Directions for this task. Give the lines from the one containing "object | gtcarlot.com watermark" through the end of the entries as a numbered list, omitting any blank lines.
Start of Information supplied
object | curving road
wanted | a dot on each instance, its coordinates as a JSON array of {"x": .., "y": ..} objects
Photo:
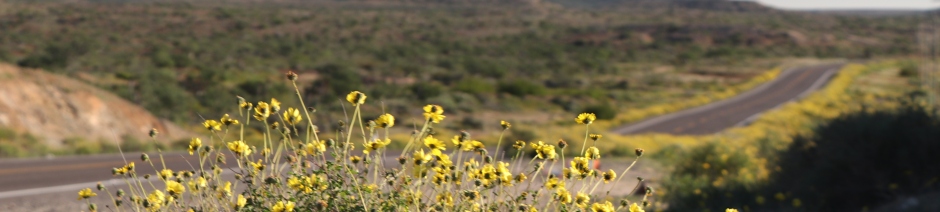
[
  {"x": 22, "y": 180},
  {"x": 791, "y": 84}
]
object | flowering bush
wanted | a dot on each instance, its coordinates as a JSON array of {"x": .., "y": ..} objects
[{"x": 298, "y": 168}]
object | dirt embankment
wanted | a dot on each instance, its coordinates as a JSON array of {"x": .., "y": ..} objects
[{"x": 54, "y": 107}]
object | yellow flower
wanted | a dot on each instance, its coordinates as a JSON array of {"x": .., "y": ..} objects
[
  {"x": 356, "y": 98},
  {"x": 240, "y": 202},
  {"x": 259, "y": 166},
  {"x": 595, "y": 137},
  {"x": 609, "y": 175},
  {"x": 275, "y": 105},
  {"x": 434, "y": 144},
  {"x": 385, "y": 121},
  {"x": 292, "y": 116},
  {"x": 228, "y": 121},
  {"x": 434, "y": 113},
  {"x": 315, "y": 148},
  {"x": 226, "y": 190},
  {"x": 582, "y": 200},
  {"x": 239, "y": 148},
  {"x": 212, "y": 125},
  {"x": 592, "y": 153},
  {"x": 194, "y": 145},
  {"x": 585, "y": 118},
  {"x": 636, "y": 208},
  {"x": 554, "y": 183},
  {"x": 165, "y": 174},
  {"x": 446, "y": 199},
  {"x": 420, "y": 157},
  {"x": 281, "y": 206},
  {"x": 606, "y": 207},
  {"x": 86, "y": 193},
  {"x": 198, "y": 184},
  {"x": 519, "y": 145},
  {"x": 262, "y": 111},
  {"x": 174, "y": 188},
  {"x": 563, "y": 196},
  {"x": 156, "y": 199}
]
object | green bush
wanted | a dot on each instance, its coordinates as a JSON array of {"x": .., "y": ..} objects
[
  {"x": 602, "y": 111},
  {"x": 521, "y": 88}
]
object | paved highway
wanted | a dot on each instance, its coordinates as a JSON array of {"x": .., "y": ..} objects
[{"x": 712, "y": 118}]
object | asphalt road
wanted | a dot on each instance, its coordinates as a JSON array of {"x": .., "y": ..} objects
[
  {"x": 739, "y": 110},
  {"x": 26, "y": 178}
]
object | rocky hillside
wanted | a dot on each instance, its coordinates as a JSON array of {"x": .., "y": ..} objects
[{"x": 54, "y": 108}]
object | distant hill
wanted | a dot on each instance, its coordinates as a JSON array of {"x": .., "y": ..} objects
[{"x": 55, "y": 108}]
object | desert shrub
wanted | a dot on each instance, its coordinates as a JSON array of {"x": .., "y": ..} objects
[
  {"x": 520, "y": 88},
  {"x": 603, "y": 111}
]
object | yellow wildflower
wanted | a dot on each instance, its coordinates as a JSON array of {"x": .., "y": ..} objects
[
  {"x": 563, "y": 196},
  {"x": 262, "y": 111},
  {"x": 446, "y": 199},
  {"x": 356, "y": 98},
  {"x": 86, "y": 193},
  {"x": 275, "y": 105},
  {"x": 281, "y": 206},
  {"x": 434, "y": 144},
  {"x": 174, "y": 188},
  {"x": 226, "y": 190},
  {"x": 585, "y": 118},
  {"x": 609, "y": 175},
  {"x": 595, "y": 137},
  {"x": 292, "y": 116},
  {"x": 420, "y": 157},
  {"x": 165, "y": 174},
  {"x": 636, "y": 208},
  {"x": 385, "y": 121},
  {"x": 434, "y": 113},
  {"x": 606, "y": 207},
  {"x": 194, "y": 145},
  {"x": 519, "y": 145},
  {"x": 156, "y": 199},
  {"x": 228, "y": 121},
  {"x": 582, "y": 200},
  {"x": 259, "y": 166},
  {"x": 212, "y": 125},
  {"x": 554, "y": 183},
  {"x": 239, "y": 148},
  {"x": 240, "y": 202},
  {"x": 315, "y": 147},
  {"x": 592, "y": 153}
]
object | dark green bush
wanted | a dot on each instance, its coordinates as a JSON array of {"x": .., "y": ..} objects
[
  {"x": 521, "y": 88},
  {"x": 602, "y": 111}
]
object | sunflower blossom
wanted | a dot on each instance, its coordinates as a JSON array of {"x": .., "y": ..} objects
[
  {"x": 86, "y": 193},
  {"x": 356, "y": 98},
  {"x": 292, "y": 116},
  {"x": 212, "y": 125},
  {"x": 434, "y": 113},
  {"x": 385, "y": 121},
  {"x": 282, "y": 206},
  {"x": 174, "y": 188},
  {"x": 239, "y": 148},
  {"x": 605, "y": 207},
  {"x": 262, "y": 111},
  {"x": 194, "y": 145},
  {"x": 585, "y": 118},
  {"x": 636, "y": 208}
]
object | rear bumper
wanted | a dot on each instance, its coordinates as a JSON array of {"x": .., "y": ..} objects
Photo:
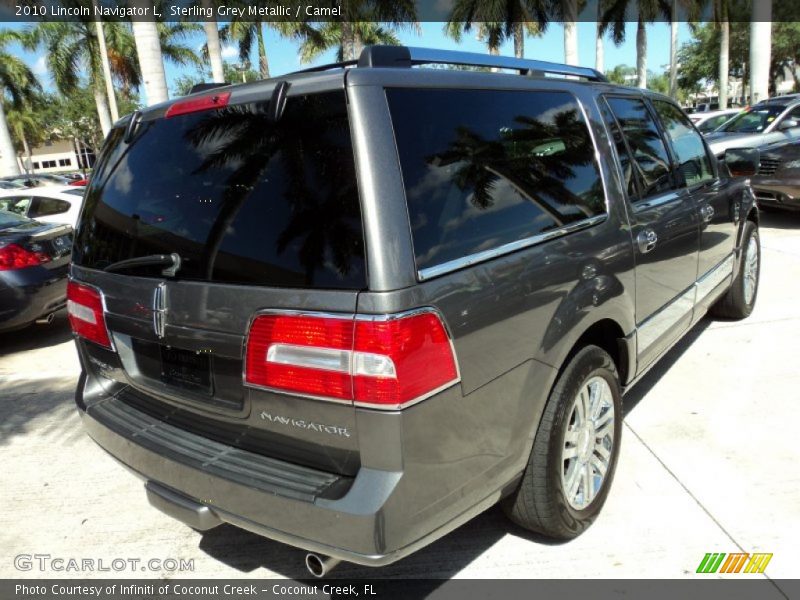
[
  {"x": 27, "y": 294},
  {"x": 371, "y": 519},
  {"x": 777, "y": 193}
]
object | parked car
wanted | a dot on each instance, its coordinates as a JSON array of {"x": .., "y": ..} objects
[
  {"x": 38, "y": 180},
  {"x": 34, "y": 259},
  {"x": 10, "y": 185},
  {"x": 706, "y": 122},
  {"x": 48, "y": 205},
  {"x": 775, "y": 121},
  {"x": 777, "y": 184},
  {"x": 353, "y": 308}
]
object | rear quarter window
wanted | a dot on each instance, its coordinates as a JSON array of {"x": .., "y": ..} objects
[
  {"x": 240, "y": 197},
  {"x": 485, "y": 168}
]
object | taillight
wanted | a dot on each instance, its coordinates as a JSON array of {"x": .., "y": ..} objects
[
  {"x": 86, "y": 315},
  {"x": 384, "y": 362},
  {"x": 198, "y": 104},
  {"x": 14, "y": 257}
]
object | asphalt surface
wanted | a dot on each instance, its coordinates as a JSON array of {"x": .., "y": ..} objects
[{"x": 709, "y": 463}]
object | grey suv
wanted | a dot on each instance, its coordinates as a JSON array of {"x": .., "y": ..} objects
[
  {"x": 774, "y": 121},
  {"x": 350, "y": 309}
]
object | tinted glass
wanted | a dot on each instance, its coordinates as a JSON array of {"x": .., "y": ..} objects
[
  {"x": 755, "y": 119},
  {"x": 650, "y": 159},
  {"x": 711, "y": 124},
  {"x": 9, "y": 219},
  {"x": 687, "y": 144},
  {"x": 48, "y": 206},
  {"x": 241, "y": 198},
  {"x": 486, "y": 168},
  {"x": 632, "y": 182}
]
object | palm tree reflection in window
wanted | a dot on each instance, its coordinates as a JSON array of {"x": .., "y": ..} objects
[
  {"x": 539, "y": 159},
  {"x": 309, "y": 150}
]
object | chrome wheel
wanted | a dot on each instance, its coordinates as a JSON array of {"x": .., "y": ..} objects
[
  {"x": 750, "y": 272},
  {"x": 588, "y": 443}
]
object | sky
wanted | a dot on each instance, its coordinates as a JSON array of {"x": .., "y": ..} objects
[{"x": 283, "y": 53}]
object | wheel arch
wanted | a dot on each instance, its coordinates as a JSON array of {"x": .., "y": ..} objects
[{"x": 607, "y": 334}]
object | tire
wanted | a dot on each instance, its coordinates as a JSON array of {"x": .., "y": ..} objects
[
  {"x": 739, "y": 300},
  {"x": 542, "y": 502}
]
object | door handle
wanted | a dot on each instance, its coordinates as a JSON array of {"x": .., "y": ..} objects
[{"x": 646, "y": 239}]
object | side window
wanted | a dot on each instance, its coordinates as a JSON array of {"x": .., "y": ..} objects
[
  {"x": 632, "y": 181},
  {"x": 17, "y": 205},
  {"x": 486, "y": 168},
  {"x": 48, "y": 206},
  {"x": 794, "y": 114},
  {"x": 650, "y": 159},
  {"x": 687, "y": 144}
]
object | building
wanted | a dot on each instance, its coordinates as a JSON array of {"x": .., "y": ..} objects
[{"x": 56, "y": 156}]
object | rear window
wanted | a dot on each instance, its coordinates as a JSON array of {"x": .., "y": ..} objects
[
  {"x": 486, "y": 168},
  {"x": 241, "y": 198}
]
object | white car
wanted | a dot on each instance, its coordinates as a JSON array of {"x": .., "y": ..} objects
[
  {"x": 706, "y": 122},
  {"x": 52, "y": 204}
]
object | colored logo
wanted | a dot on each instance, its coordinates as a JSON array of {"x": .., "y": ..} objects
[{"x": 742, "y": 562}]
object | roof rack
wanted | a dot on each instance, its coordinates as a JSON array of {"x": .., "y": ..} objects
[{"x": 406, "y": 57}]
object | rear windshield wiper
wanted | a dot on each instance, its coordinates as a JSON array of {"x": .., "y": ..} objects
[{"x": 171, "y": 262}]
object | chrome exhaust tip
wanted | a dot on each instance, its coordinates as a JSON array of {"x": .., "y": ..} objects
[
  {"x": 46, "y": 320},
  {"x": 319, "y": 566}
]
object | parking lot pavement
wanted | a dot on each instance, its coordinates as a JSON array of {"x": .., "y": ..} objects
[{"x": 708, "y": 464}]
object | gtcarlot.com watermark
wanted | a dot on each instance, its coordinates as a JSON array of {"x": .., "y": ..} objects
[{"x": 62, "y": 564}]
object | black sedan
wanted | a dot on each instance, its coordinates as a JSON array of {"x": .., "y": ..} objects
[
  {"x": 34, "y": 261},
  {"x": 777, "y": 183}
]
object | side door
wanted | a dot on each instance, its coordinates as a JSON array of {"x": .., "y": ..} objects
[
  {"x": 664, "y": 225},
  {"x": 717, "y": 200}
]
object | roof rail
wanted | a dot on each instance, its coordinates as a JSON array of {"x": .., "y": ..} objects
[
  {"x": 406, "y": 57},
  {"x": 402, "y": 56}
]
End of Information supplied
Response to the exercise.
1. object | gtcarlot.com watermark
2. wanted | a dot on each instance, its coordinates as a JSON array of {"x": .., "y": ..} objects
3. [{"x": 62, "y": 564}]
4. object | black sedan
5. wanted | a dot on each instance, its coordinates as a JSON array of {"x": .., "y": ..} objects
6. [
7.   {"x": 34, "y": 261},
8.   {"x": 777, "y": 183}
9. ]
10. object | side door
11. wanted | a dot on each instance, its coordinates as a JSON array of {"x": .., "y": ..} objects
12. [
13.   {"x": 664, "y": 225},
14.   {"x": 717, "y": 200}
15. ]
16. object | roof rail
17. wanted | a dot on each instance, its coordinates as a JSON array of {"x": .., "y": ..} objects
18. [
19.   {"x": 406, "y": 57},
20.   {"x": 402, "y": 56}
21. ]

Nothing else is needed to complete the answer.